▶ _GIVEN RECORDS_:
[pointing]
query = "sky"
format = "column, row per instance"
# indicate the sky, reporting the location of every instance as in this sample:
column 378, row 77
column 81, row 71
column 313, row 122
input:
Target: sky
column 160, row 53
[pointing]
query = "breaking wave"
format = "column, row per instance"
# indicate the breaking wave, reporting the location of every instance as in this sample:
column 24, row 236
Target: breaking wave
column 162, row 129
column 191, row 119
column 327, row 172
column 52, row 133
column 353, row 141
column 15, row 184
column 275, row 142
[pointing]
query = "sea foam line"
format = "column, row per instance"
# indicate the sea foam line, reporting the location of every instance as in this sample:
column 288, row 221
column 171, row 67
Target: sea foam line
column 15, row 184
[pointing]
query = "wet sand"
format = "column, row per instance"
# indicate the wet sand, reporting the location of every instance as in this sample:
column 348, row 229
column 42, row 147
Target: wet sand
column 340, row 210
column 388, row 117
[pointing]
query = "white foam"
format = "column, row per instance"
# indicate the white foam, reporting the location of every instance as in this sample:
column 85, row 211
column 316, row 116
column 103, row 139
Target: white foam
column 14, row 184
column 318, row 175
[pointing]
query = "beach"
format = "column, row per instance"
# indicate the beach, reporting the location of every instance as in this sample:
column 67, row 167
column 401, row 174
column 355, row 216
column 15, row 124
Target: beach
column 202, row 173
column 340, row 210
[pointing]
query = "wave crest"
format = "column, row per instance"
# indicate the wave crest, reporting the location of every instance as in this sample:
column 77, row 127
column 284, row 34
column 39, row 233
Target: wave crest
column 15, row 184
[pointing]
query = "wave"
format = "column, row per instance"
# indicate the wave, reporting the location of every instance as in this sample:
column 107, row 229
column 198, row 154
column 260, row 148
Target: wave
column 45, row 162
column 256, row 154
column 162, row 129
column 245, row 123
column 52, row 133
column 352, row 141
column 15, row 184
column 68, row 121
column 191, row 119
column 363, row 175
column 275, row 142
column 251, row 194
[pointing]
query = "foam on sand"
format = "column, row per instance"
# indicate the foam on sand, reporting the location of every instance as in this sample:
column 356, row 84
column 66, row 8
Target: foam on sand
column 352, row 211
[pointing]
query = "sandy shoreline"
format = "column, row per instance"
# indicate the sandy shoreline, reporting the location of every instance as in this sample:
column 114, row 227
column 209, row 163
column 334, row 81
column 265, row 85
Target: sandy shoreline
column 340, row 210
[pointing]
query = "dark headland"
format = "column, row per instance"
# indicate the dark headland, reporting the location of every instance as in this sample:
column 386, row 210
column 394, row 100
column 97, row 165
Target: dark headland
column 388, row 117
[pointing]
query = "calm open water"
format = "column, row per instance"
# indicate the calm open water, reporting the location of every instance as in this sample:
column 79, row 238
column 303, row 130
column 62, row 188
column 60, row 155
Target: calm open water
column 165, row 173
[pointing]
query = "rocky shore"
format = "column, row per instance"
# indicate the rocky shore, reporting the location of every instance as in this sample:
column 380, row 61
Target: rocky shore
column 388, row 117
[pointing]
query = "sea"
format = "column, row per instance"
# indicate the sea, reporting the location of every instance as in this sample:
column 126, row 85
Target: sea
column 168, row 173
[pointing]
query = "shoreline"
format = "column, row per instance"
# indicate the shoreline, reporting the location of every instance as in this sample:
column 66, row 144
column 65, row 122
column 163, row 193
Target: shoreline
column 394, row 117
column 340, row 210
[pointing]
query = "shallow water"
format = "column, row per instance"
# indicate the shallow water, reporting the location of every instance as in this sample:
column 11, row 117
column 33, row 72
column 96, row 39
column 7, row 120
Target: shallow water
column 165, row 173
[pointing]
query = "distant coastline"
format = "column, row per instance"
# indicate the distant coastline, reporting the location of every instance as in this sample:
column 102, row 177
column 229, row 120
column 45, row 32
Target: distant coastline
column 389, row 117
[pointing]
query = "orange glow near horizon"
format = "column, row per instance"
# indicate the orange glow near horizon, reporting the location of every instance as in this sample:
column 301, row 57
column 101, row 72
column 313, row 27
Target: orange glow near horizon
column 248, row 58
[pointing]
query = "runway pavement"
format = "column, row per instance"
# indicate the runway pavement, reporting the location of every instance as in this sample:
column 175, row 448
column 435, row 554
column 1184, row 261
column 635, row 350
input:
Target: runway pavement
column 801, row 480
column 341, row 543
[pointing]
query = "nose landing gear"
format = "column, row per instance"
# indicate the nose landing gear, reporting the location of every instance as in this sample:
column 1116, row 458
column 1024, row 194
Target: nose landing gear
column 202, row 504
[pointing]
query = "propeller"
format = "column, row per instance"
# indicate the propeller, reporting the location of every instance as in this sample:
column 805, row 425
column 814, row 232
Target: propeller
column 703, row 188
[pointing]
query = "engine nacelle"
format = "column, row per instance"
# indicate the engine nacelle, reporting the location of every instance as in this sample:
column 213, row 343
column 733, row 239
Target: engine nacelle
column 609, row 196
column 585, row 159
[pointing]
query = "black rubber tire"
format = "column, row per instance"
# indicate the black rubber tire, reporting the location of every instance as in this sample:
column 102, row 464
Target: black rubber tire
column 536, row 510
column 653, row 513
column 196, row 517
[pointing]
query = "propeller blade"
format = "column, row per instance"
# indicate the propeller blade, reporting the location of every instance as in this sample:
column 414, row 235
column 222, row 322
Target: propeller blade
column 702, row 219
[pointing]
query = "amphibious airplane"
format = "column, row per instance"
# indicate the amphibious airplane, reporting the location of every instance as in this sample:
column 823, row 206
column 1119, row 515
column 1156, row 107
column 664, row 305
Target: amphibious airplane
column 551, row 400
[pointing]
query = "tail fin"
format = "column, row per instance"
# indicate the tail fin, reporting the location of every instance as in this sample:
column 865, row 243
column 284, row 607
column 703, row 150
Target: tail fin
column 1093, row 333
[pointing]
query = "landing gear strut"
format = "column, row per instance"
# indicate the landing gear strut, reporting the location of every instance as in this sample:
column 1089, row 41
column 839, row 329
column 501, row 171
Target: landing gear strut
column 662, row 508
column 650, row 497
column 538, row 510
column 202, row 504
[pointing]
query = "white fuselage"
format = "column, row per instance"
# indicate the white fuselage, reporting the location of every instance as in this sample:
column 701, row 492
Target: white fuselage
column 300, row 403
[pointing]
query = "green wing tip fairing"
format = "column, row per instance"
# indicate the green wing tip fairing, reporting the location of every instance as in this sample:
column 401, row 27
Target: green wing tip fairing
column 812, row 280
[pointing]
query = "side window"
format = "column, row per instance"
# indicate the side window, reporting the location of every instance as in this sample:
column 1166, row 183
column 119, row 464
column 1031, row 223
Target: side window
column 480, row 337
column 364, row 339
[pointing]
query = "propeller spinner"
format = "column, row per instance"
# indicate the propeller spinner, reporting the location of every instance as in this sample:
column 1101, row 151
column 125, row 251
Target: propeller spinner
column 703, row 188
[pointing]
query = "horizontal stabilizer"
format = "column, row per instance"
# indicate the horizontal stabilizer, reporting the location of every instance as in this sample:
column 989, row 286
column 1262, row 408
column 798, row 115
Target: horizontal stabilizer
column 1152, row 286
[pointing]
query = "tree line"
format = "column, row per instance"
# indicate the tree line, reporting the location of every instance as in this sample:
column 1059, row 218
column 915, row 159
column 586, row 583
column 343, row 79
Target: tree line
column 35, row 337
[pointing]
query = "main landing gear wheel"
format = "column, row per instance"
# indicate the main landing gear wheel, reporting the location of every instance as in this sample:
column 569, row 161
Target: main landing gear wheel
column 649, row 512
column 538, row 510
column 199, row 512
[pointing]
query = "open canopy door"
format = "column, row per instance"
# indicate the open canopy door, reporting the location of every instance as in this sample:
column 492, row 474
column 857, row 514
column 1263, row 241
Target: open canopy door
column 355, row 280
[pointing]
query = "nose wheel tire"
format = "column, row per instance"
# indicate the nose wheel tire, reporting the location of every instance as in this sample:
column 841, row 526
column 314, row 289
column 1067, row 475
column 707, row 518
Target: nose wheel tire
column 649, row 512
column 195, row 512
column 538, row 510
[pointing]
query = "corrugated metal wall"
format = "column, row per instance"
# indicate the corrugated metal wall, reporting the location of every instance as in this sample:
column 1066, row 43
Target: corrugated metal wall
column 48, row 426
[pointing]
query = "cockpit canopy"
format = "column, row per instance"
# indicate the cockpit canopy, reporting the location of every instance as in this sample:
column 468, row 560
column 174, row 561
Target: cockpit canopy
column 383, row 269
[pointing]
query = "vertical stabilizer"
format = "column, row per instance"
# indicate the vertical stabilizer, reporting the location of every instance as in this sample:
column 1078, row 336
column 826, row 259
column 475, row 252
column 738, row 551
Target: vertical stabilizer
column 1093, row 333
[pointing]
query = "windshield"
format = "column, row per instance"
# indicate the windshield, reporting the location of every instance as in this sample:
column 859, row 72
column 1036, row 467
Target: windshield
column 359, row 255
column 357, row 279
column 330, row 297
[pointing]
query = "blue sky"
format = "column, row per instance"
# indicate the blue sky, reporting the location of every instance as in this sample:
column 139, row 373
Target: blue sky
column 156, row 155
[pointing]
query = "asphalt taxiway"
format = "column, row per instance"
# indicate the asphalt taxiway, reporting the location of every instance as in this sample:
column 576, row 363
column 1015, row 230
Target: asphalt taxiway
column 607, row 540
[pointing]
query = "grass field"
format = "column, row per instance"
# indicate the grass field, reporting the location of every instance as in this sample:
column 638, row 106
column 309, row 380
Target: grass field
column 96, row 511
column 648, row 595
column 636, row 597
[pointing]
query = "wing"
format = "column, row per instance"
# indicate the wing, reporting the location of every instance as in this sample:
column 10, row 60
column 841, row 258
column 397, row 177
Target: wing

▶ _WHAT YOU SHOULD DO_:
Above are the entries. Quote exactly the lines from the one bearing "# indicate the shallow" through the one bearing "# indicate the distant".

▶ _OUTPUT FOR THIS TASK_:
# indicate the shallow water, reporting the location of every instance as in this sample:
column 11, row 117
column 33, row 72
column 96, row 39
column 7, row 120
Target: shallow water
column 165, row 173
[pointing]
query = "distant coastline"
format = "column, row per instance"
# indicate the distant coastline, reporting the location of every instance as in this sample:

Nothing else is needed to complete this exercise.